▸ **TASKS TO PERFORM**
1. In the text on verbs for giving exams, which general term covers scheduling, writing, and giving an exam?
2. Please continue the text on verbs for giving exams from its last sentence onward.

▸ **GIVEN TEXT**
•••••

I cannot seem to find an appropriate verb to use for a professor when he holds an exam, quiz, etc. so that students take it and get evaluated. Can we say a professor takes an exam? I suppose this is for the student side, right? Then, what is the verb for a professor?
There is no direct correlating verb for what a professor is doing whilst the students are taking the exam.
If the professor is overseeing the exam, making sure that the exam is being conducted properly, then he/she could be said to be invigilating at the exam; he/she is an invigilator.
She/he may be invigiliating at an exam that she/he has set and that his/her students are taking.
The general term is administer. This includes the entire process of scheduling, writing, and giving the exam.
A professor administers an exam to her students.
My professor administered an exam in our class yesterday.
Are you going to administer that exam today?
Dr. Thompson is administering an exam in Room 212; please be quiet!

•••••

▸ **RECORD EXCERPTS**
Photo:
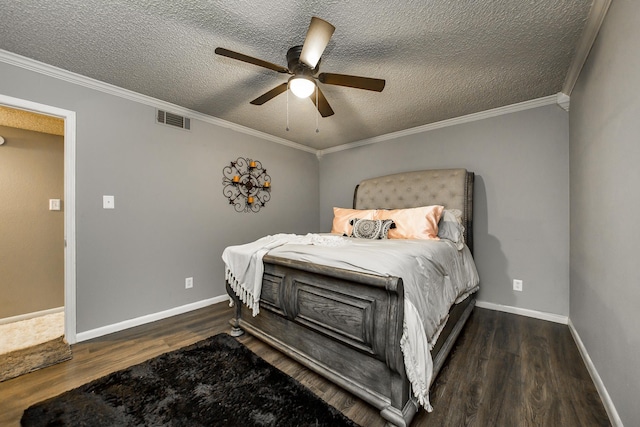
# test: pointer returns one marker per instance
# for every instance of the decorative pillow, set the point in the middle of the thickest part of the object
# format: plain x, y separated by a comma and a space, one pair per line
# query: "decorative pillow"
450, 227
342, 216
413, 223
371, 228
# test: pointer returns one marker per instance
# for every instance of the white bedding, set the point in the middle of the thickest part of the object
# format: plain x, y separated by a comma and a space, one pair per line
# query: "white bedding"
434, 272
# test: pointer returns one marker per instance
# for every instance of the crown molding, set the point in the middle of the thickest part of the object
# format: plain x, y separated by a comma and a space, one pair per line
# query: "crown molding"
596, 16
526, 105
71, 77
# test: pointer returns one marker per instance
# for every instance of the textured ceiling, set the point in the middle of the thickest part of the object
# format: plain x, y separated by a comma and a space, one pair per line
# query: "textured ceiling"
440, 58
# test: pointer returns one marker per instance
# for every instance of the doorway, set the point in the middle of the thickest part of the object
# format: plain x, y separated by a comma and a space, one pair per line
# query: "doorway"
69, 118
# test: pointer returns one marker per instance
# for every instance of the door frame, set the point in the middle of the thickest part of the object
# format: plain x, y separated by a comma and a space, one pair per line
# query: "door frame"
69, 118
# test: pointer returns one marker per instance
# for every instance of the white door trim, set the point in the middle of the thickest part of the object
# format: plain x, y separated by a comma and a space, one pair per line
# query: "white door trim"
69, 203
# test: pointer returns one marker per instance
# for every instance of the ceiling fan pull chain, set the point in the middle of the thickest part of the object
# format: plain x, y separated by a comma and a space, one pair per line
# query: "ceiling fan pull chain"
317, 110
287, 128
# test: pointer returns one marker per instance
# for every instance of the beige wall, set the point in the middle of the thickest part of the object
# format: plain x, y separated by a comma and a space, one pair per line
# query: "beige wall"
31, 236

•••••

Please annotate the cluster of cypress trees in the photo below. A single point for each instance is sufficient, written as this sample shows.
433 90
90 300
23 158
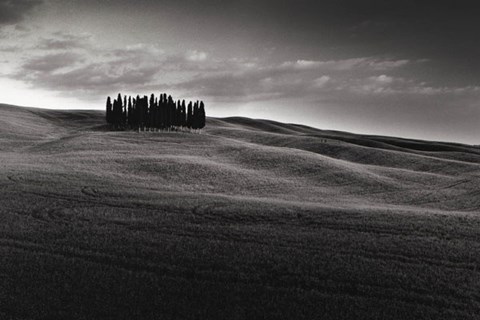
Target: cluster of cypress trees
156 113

•••••

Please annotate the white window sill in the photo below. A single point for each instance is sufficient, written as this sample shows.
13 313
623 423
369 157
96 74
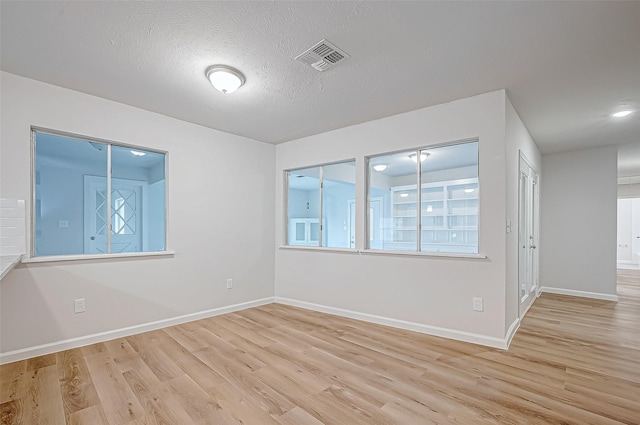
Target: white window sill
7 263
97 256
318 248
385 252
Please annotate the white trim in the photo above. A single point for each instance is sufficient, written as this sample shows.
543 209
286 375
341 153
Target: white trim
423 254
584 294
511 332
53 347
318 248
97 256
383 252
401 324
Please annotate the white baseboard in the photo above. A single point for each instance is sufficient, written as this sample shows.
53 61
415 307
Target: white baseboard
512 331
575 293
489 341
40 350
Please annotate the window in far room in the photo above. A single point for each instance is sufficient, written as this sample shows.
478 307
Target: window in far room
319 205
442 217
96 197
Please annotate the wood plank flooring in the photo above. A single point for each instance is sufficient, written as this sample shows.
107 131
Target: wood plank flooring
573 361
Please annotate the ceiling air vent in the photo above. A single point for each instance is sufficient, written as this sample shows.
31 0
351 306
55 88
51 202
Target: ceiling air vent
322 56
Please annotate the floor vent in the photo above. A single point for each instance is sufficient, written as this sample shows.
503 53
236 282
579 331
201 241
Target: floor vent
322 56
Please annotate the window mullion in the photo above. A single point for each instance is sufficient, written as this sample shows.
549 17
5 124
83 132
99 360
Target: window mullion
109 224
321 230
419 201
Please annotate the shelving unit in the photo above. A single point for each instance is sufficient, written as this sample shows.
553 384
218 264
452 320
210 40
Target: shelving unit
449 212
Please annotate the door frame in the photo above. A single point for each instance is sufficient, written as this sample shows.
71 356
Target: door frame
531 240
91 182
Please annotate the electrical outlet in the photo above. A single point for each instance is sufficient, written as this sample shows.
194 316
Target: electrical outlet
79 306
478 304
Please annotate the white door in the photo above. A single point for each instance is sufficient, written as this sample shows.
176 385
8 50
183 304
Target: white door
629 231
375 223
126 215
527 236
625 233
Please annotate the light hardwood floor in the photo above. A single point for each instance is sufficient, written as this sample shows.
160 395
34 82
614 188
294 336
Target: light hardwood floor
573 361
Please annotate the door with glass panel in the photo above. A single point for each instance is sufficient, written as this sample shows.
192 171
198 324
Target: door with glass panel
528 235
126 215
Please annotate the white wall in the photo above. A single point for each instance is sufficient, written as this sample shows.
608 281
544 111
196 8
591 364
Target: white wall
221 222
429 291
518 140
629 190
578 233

•••••

▸ **WRITTEN RESPONSES**
1. Administer.

2.
Sometimes "administer" is also used to refer to the actual process of giving the exam, but technically, the correct term for this is proctor. This would describe what the teacher is doing while the students are sitting and taking the exam.
When I proctor exams, I always display a clock at the front of the room.
Although Dr. Smith was supposed to be proctoring the chemistry exam, he was surfing the web instead!
In colloquial speech, you inevitably hear give. This works fine, and everyone will know what you are saying, but it is not quite as descriptive.
I have to give an exam this afternoon to my Biology class.
Dr. Brown is giving an exam this period, so he won't be able to have lunch with us.
When the exam is given, will it include essay questions?
When will we get grades for the exam that you gave last Thursday?